Last week Forrester Research published a report criticizing Facebook for its shortcomings to marketers. It was countered quickly by many leaders and journalists in the marketing community, who
criticized the analysis, methodology and tone -- such as fellow Spinster
Joseph Jaffe,
Matt Owen of Econsultancy,
Andrea Huspeni in Entrepreneur, and
Rick Munarriz in
USA Today, among others.
Contrary to the Forrester
report, the fact is that marketers are placing more faith and investment in the world’s largest social networking platform. This was evidenced most recently by Facebook’s strong quarterly
earnings report. I also see continued growth in Facebook advertising spend among my company’s clients. These are not one-off blips. They are undeniable indicators of positive momentum happening
right now.
I’d like to go further and offer some additional reasons why marketers should continue to invest and place confidence in Facebook. It is important to disclose that I work at a
Facebook Strategic Preferred Marketing Developer (sPMD). While I have a vested interest in the success of the Facebook platform, my role has also provided me a deep understanding of Facebook’s
actions and commitment to marketer success.

Given information:
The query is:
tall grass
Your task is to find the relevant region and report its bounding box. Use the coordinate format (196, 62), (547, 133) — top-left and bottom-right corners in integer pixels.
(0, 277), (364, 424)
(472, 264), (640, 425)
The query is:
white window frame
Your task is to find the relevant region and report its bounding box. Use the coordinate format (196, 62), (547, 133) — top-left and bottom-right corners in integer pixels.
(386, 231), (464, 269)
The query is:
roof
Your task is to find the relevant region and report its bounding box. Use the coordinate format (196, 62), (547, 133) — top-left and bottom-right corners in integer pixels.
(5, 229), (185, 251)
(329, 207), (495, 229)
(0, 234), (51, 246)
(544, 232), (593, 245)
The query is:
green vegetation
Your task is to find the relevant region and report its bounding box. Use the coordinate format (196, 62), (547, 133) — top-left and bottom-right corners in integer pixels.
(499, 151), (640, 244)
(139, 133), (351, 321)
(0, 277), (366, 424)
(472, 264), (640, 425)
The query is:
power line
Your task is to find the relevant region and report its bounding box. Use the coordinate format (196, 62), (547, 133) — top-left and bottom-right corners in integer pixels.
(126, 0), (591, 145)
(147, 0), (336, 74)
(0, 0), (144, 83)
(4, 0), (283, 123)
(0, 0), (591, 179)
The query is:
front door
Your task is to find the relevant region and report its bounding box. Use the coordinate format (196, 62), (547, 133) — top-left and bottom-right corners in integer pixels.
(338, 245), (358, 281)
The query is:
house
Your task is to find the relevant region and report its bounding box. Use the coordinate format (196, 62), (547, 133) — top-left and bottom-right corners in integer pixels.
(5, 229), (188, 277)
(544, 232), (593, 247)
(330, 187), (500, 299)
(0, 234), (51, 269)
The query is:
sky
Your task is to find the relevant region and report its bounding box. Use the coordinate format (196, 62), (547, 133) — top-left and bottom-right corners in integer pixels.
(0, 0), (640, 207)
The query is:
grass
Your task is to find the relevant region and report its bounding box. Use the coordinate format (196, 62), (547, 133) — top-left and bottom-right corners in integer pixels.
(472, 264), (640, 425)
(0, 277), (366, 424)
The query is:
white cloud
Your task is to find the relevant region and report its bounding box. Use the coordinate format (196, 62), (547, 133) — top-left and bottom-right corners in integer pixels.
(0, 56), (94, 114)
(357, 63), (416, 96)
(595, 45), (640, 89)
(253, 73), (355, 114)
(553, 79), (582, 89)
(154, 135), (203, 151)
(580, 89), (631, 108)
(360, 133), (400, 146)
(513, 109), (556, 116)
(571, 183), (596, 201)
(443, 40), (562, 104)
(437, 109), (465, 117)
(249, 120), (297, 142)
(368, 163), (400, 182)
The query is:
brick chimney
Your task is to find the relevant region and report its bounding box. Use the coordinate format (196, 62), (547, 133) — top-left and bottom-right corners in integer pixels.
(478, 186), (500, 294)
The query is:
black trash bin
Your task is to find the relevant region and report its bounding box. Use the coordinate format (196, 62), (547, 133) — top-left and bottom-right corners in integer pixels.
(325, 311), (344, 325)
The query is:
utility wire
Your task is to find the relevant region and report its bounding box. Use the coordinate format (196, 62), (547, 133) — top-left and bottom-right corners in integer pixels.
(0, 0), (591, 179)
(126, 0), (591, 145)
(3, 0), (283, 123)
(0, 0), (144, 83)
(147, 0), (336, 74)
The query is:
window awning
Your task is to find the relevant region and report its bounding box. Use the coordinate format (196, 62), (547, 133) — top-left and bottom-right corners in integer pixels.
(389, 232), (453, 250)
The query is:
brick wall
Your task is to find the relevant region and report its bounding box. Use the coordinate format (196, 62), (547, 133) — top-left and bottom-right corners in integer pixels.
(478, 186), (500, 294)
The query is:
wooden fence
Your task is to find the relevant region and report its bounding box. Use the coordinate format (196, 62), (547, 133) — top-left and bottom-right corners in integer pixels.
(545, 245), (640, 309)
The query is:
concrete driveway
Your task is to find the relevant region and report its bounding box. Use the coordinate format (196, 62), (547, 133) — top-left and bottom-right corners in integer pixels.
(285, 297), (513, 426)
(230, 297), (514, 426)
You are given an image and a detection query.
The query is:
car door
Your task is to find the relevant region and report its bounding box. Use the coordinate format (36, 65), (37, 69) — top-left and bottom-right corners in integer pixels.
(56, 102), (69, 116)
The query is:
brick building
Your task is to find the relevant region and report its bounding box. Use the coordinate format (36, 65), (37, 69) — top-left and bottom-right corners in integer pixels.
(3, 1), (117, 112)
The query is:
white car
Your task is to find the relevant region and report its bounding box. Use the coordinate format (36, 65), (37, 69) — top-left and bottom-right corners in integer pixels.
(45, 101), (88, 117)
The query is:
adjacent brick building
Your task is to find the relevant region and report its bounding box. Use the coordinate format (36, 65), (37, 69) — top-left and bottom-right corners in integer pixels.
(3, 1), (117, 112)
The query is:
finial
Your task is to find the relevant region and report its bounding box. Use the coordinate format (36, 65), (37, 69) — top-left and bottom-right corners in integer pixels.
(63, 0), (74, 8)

Exercise tasks:
a) From the text on Facebook marketing, list every person it names as having criticized the Forrester report.
b) Edit the text on Facebook marketing: reproduce the passage beginning at "Contrary to the" and stopping after "to marketer success.", with "marketers" changed to "advertisers".

Outputs by task:
a) Joseph Jaffe, Matt Owen, Andrea Huspeni, Rick Munarriz

b)
Contrary to the Forrester
report, the fact is that advertisers are placing more faith and investment in the world’s largest social networking platform. This was evidenced most recently by Facebook’s strong quarterly
earnings report. I also see continued growth in Facebook advertising spend among my company’s clients. These are not one-off blips. They are undeniable indicators of positive momentum happening
right now.
I’d like to go further and offer some additional reasons why advertisers should continue to invest and place confidence in Facebook. It is important to disclose that I work at a
Facebook Strategic Preferred Marketing Developer (sPMD). While I have a vested interest in the success of the Facebook platform, my role has also provided me a deep understanding of Facebook’s
actions and commitment to marketer success.